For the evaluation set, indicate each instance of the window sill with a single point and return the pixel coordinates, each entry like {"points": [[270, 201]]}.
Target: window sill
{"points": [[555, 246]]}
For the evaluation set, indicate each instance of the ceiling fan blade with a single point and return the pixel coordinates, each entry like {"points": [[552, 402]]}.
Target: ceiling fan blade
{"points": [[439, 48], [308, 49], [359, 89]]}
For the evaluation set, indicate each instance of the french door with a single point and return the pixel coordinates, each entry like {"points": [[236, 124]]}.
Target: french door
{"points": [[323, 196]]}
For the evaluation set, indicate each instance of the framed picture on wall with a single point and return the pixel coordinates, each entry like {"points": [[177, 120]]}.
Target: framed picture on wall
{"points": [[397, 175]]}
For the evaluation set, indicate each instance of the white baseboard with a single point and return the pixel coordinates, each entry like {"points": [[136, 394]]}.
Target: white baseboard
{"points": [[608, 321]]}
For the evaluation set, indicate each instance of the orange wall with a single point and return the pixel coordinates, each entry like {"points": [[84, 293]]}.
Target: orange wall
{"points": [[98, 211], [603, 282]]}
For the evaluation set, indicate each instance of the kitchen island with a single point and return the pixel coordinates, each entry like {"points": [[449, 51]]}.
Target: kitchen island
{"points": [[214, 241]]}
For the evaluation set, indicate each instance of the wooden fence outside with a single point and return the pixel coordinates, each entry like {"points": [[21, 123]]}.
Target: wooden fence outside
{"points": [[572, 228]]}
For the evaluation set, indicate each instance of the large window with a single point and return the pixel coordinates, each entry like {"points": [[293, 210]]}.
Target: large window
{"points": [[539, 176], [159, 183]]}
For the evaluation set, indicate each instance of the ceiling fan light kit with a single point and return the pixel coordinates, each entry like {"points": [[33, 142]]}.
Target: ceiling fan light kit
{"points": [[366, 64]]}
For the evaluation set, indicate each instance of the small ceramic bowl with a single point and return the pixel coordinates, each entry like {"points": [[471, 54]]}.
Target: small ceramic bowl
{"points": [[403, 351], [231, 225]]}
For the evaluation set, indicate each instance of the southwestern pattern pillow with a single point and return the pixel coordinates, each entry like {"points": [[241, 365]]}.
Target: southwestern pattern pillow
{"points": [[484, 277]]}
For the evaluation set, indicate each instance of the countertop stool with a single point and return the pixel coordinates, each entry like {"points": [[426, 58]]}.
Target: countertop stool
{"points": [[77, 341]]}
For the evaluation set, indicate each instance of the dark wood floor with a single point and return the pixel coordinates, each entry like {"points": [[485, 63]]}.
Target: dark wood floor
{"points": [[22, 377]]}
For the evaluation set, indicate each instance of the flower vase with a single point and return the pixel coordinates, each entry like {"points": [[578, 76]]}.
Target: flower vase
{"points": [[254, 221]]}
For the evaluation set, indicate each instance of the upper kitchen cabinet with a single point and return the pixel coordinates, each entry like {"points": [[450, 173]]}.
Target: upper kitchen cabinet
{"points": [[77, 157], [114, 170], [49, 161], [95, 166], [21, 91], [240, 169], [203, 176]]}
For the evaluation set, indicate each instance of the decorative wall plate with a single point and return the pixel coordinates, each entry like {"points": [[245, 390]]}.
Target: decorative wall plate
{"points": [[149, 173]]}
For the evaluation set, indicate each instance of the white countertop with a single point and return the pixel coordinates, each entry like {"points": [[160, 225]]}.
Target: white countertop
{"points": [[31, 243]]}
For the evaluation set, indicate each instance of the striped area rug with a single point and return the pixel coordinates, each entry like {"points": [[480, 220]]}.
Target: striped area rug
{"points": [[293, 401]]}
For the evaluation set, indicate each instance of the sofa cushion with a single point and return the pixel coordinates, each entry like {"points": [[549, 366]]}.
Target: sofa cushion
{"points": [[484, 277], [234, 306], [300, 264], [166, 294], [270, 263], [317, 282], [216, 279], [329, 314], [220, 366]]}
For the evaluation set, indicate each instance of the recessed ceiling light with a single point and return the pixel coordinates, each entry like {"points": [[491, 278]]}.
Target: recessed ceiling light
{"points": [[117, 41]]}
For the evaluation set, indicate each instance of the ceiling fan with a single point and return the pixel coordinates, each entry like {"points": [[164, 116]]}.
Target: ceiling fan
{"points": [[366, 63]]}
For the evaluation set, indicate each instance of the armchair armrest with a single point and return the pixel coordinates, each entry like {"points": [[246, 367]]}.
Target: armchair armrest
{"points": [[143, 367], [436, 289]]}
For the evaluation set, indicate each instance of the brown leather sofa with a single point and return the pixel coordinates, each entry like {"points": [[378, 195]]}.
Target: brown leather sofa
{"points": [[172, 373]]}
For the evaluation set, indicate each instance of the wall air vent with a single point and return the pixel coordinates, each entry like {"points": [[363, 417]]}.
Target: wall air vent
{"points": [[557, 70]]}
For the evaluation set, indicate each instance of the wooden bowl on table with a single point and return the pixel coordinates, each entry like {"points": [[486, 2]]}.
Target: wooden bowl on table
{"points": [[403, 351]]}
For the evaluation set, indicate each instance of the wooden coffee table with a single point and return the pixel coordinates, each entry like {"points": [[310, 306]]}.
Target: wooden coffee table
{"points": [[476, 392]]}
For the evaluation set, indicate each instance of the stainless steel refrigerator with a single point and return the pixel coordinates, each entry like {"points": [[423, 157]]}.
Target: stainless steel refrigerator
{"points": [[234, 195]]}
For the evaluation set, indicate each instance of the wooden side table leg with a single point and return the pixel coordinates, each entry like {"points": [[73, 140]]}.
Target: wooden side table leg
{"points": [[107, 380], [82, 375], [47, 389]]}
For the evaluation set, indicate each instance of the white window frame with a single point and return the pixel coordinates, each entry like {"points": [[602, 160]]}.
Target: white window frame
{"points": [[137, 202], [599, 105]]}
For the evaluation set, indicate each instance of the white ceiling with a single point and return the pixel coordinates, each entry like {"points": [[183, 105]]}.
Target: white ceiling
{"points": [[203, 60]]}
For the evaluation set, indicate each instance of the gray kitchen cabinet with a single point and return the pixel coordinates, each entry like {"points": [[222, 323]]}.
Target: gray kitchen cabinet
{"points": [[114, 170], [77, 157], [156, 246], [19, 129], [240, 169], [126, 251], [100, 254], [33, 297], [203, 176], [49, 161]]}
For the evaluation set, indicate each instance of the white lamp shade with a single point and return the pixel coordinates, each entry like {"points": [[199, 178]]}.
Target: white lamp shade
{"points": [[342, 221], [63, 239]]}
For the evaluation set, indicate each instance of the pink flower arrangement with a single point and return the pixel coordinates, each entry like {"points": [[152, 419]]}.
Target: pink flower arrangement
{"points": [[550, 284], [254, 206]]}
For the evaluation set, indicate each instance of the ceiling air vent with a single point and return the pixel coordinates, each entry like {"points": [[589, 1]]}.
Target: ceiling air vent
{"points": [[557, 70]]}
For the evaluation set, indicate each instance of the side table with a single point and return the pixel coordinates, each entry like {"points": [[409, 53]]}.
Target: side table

Task to carry out => Return all of the entries exactly as written.

Output for this exercise =>
For the evaluation set, indicate each instance of the window sill with a single point and return the pixel coordinates, each entry like {"points": [[270, 201]]}.
Target: window sill
{"points": [[555, 246]]}
For the evaluation set, indicate each instance of the ceiling fan blade with a single point and return the pixel coordinates, each entry like {"points": [[552, 402]]}.
Target: ceiling fan blade
{"points": [[439, 48], [308, 49], [359, 89]]}
For the evaluation set, indicate each instance of the french door with a single point and return the pixel coordinates, each entry like {"points": [[236, 124]]}.
Target: french door
{"points": [[323, 196]]}
For the evaluation set, indicate each instance of the framed picture on wall with a single point and return the pixel coordinates, each entry like {"points": [[177, 120]]}.
Target: framed picture on wall
{"points": [[397, 175]]}
For the evaluation set, indicate each instance of the white baseboard with a single point and return the pixel coordinates, each entry like {"points": [[136, 394]]}.
Target: white baseboard
{"points": [[608, 321]]}
For the evaluation set, indicate each instance of the orange wall with a single point and return the pixel coordinates, each entry like {"points": [[84, 293]]}.
Target: orange wall
{"points": [[98, 211], [603, 282]]}
For the evaluation set, indicate each instance of the kitchen island with a single point and return the pixel coordinates, each entry like {"points": [[449, 51]]}.
Target: kitchen island
{"points": [[214, 241]]}
For the evaluation set, indicate each instance of the wooden fence outside with a single point and return the pixel coordinates, each entry like {"points": [[21, 123]]}.
Target: wooden fence outside
{"points": [[572, 228]]}
For the evaluation set, indicate each instance of the large window with a single point and return the pixel coordinates, each entry like {"points": [[293, 210]]}.
Target: large window
{"points": [[539, 176], [159, 183]]}
For the evaluation set, indicate each instance of the ceiling fan light kit with a single point and return the pixel coordinates, each entry like {"points": [[33, 142]]}.
Target: ceiling fan light kit
{"points": [[366, 64]]}
For the evaluation set, indicate each instance of the small ceramic bowl with a single point and return the pixel coordinates, each entry like {"points": [[471, 54]]}.
Target: small ceramic bowl
{"points": [[403, 351], [231, 225]]}
For the evaluation set, indicate each instance of the southwestern pattern pillow with a single point and return the pixel coordinates, each entry like {"points": [[241, 365]]}.
Target: southwestern pattern pillow
{"points": [[484, 277]]}
For the evaluation set, indicate each instance of the countertop stool with a single point and return the pixel coordinates, each entry like {"points": [[426, 58]]}.
Target: countertop stool
{"points": [[77, 341]]}
For the evaluation set, indicate each instance of the dark wood floor with a single point and return the pixel coordinates, each entry like {"points": [[485, 63]]}.
Target: dark wood floor
{"points": [[22, 377]]}
For the evaluation set, indicate each instance of the flower vase with a single point and return the pixel coordinates, each entry like {"points": [[578, 76]]}.
Target: flower vase
{"points": [[254, 221]]}
For the evaluation set, indicate each instance of the upper kitchen cabinet with a single point and return the pixel coordinates, each entry like {"points": [[450, 173]]}.
Target: upper kitchen cabinet
{"points": [[77, 157], [114, 170], [49, 161], [95, 166], [21, 91], [240, 169], [203, 176]]}
For the evaluation set, indicate each instance of the decorative wall plate with a single point and return the pixel coordinates, each entry like {"points": [[245, 390]]}.
Target: decorative wall plate
{"points": [[149, 173]]}
For the evaluation set, indicate each instance of the white countertop with a single point and return the pixel coordinates, each entry like {"points": [[160, 225]]}.
Target: white countertop
{"points": [[31, 243]]}
For the evaluation set, indicate each instance of the striped area rug with a single point and return the pixel coordinates, each entry like {"points": [[480, 220]]}.
Target: striped area rug
{"points": [[293, 401]]}
For the evaluation set, indicate each instance of the sofa cushion with a single point and return the pixel coordinates, each entry like {"points": [[549, 366]]}.
Target: sofa cushion
{"points": [[484, 277], [234, 306], [300, 264], [166, 294], [270, 263], [317, 282], [216, 279], [329, 314], [220, 366]]}
For the evaluation set, indicate each instance of the recessed ceiling light with a single point and return the pixel coordinates, each entry like {"points": [[491, 278]]}.
Target: recessed ceiling light
{"points": [[117, 41]]}
For the evaluation set, indicate each instance of the ceiling fan with a single point and return the pixel coordinates, each entry like {"points": [[164, 116]]}.
Target: ceiling fan
{"points": [[366, 63]]}
For the evaluation set, indicate each instance of the armchair armrest with a single point and return the pixel coordinates, each entry like {"points": [[246, 367]]}.
Target: armchair armrest
{"points": [[143, 367], [436, 289]]}
For the evaluation set, indicate each instance of the brown leather sofa with a single point and return the pixel coordinates, each entry like {"points": [[378, 195]]}.
Target: brown leather sofa
{"points": [[172, 373]]}
For the evaluation set, indicate each instance of the wall air vent with a single point and return the pixel coordinates, each entry like {"points": [[363, 417]]}.
Target: wall air vent
{"points": [[557, 70]]}
For the evaluation set, indicate each instance of the wooden bowl on table with a single point and return the pixel coordinates, each entry like {"points": [[486, 2]]}.
Target: wooden bowl on table
{"points": [[403, 351]]}
For the evaluation set, indicate each instance of the wooden coffee table with a single point and return the pixel coordinates, each entry like {"points": [[310, 306]]}.
Target: wooden coffee table
{"points": [[476, 392]]}
For the evaluation set, indicate each instance of the stainless steel refrigerator with a single point and return the pixel coordinates, each entry like {"points": [[423, 157]]}.
Target: stainless steel refrigerator
{"points": [[234, 195]]}
For the evaluation set, indicate each instance of the wooden side table leg with a single point and return the pixel coordinates, each entry like {"points": [[73, 140]]}.
Target: wooden side table leg
{"points": [[107, 380], [82, 375], [47, 389]]}
For the evaluation set, indicate each instance of the white window frame with a single point and return the pixel coordinates, each entry like {"points": [[602, 160]]}.
Target: white window frame
{"points": [[137, 202], [599, 105]]}
For the evaluation set, indicate each instance of the white ceiling with a single point and return the pixel coordinates, each entry like {"points": [[183, 105]]}.
Target: white ceiling
{"points": [[203, 60]]}
For the evaluation set, indicate each instance of the gray kitchen cabinet with a single point and return the pixel coordinates, each entry like {"points": [[222, 323]]}.
Target: gray kitchen cabinet
{"points": [[114, 170], [77, 157], [156, 246], [19, 129], [240, 169], [126, 251], [100, 254], [33, 297], [203, 176], [49, 161]]}
For the evaluation set, indicate each instance of the white lamp shade with a single point and return the pixel coordinates, each entry like {"points": [[199, 178]]}.
Target: white lamp shade
{"points": [[342, 221], [63, 239]]}
For the evaluation set, indicate each instance of the pink flower arrangement with a single point and return the pixel coordinates, each entry like {"points": [[152, 419]]}.
Target: pink flower arrangement
{"points": [[550, 284], [254, 206]]}
For the evaluation set, indicate each instance of the ceiling air vent with a single point and return the pixel coordinates, each entry like {"points": [[589, 1]]}.
Target: ceiling air vent
{"points": [[557, 70]]}
For the evaluation set, indicate each instance of the side table with a single point and return the pixel coordinates, each entry like {"points": [[409, 53]]}.
Target: side table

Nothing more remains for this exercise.